* **Exercise instructions**
Reproduce all entries word for word.

* **Raw data**
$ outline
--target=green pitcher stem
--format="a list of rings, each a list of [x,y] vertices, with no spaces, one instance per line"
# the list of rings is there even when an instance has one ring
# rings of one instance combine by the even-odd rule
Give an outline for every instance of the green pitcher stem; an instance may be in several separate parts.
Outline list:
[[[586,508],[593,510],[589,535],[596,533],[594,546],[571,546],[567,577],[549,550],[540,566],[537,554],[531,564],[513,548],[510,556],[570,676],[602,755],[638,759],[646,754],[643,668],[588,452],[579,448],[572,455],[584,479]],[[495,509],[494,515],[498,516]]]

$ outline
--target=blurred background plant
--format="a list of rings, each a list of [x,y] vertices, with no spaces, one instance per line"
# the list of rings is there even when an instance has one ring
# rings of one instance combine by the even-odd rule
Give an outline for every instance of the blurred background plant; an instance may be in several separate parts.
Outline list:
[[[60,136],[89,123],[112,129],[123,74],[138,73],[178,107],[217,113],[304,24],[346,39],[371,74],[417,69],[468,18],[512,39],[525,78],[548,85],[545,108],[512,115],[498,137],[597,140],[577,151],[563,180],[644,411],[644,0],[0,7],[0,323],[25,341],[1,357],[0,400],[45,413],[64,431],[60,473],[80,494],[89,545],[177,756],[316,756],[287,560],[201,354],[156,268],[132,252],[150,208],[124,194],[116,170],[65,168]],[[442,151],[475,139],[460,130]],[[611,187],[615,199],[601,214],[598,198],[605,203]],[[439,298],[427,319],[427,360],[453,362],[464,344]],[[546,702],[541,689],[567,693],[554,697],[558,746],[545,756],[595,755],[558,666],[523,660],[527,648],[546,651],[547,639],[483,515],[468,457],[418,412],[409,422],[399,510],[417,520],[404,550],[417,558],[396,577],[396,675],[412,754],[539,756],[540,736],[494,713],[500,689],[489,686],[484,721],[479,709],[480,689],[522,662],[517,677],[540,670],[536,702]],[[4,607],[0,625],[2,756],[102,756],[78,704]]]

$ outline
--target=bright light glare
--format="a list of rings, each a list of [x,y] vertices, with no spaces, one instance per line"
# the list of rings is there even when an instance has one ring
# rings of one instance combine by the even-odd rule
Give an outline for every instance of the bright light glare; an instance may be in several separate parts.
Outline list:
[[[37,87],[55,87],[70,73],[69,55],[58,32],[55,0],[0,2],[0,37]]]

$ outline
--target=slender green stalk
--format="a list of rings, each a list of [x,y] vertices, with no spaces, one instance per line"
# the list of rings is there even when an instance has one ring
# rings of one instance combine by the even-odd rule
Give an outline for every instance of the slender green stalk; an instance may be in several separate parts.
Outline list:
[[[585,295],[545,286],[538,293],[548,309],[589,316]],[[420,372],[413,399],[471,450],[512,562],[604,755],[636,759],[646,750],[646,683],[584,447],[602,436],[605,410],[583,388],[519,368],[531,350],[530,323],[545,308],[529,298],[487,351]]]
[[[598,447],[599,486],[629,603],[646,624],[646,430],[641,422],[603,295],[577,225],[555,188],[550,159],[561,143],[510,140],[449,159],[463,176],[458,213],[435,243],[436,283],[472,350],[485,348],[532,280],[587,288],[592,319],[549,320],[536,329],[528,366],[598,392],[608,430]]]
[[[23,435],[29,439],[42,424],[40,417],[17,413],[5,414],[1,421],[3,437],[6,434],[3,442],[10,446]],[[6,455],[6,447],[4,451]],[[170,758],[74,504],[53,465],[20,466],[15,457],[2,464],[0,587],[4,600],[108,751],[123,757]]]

* **Written solution**
$ outline
--target=green pitcher stem
--format="a list of rings, each a list of [x,y] vertices, with no spaces, one instance per line"
# the list of rings is there even when an instance has one ring
# rings of one instance combine by the even-odd rule
Give an outline for every instance of the green pitcher stem; an instance may be in several separate parts.
Outline list:
[[[586,508],[593,510],[589,535],[596,533],[594,546],[571,546],[567,577],[549,550],[540,566],[537,554],[531,564],[513,548],[510,556],[570,676],[602,755],[638,759],[646,754],[643,668],[588,452],[579,448],[572,455],[584,479]],[[495,509],[494,515],[498,516]]]

$ outline
--target=blurred background plant
--format="a list of rings, each a list of [x,y] vertices, with no spaces, one instance per line"
# the list of rings is there even when an instance has one ring
# rings of one instance combine by the even-odd rule
Give an outline for every instance of the blurred background plant; an instance may be in several separate parts.
Outline list:
[[[60,136],[89,123],[112,129],[123,74],[138,73],[178,107],[217,113],[304,24],[346,39],[371,74],[417,69],[468,18],[512,39],[525,78],[548,85],[545,108],[512,115],[498,137],[597,140],[577,151],[563,180],[644,411],[644,0],[0,7],[0,323],[25,341],[1,357],[0,400],[45,413],[64,431],[60,473],[80,494],[89,545],[177,756],[316,756],[287,560],[201,354],[156,268],[132,252],[150,208],[124,194],[116,170],[65,168]],[[442,151],[475,139],[460,130]],[[611,187],[615,199],[601,214],[598,198],[605,203]],[[439,298],[427,319],[427,360],[453,362],[464,344]],[[546,702],[541,689],[567,693],[554,697],[558,746],[545,756],[595,755],[558,666],[523,660],[527,648],[546,651],[547,639],[483,515],[468,457],[418,412],[409,422],[399,510],[417,520],[404,550],[417,558],[396,577],[396,675],[412,754],[539,756],[540,736],[494,713],[500,689],[489,686],[484,721],[479,709],[480,689],[522,662],[517,677],[540,670],[536,702]],[[4,607],[0,625],[2,756],[102,756],[78,704]]]

$ outline
--target=bright light glare
--format="a list of rings, each a list of [x,y] vertices, with no spaces, one instance per line"
# the list of rings is there even when an instance has one ring
# rings of one instance combine by the even-odd rule
Give an outline for every instance of the bright light glare; an instance may be in several separate parts.
Outline list:
[[[37,87],[55,87],[70,73],[69,55],[58,32],[55,0],[0,2],[0,37]]]

$ outline
--target=slender green stalk
--format="a list of rings, each a list of [x,y] vertices, with no spaces, one instance per line"
# the list of rings is there even when an instance has one ring
# rings of one instance combine by the even-odd rule
Give an outline for every instance of the slender green stalk; an instance may be in several separate parts.
Outline list:
[[[585,295],[545,286],[538,293],[548,309],[589,316]],[[420,372],[413,399],[471,450],[512,562],[604,755],[636,759],[646,750],[646,683],[584,447],[602,436],[605,410],[583,388],[519,368],[531,350],[530,323],[545,308],[529,298],[487,351]]]
[[[598,447],[599,486],[629,603],[646,624],[646,430],[641,422],[603,295],[577,225],[555,188],[550,159],[561,143],[510,140],[449,159],[463,176],[458,213],[435,243],[436,283],[472,350],[485,348],[532,280],[587,288],[592,319],[549,320],[536,329],[528,366],[598,392],[608,430]]]
[[[23,435],[29,439],[42,424],[40,417],[17,413],[5,414],[1,421],[3,437],[6,434],[3,442],[10,446]],[[6,455],[6,447],[4,451]],[[170,758],[74,504],[53,465],[20,466],[15,457],[2,464],[0,587],[4,600],[108,751],[123,757]]]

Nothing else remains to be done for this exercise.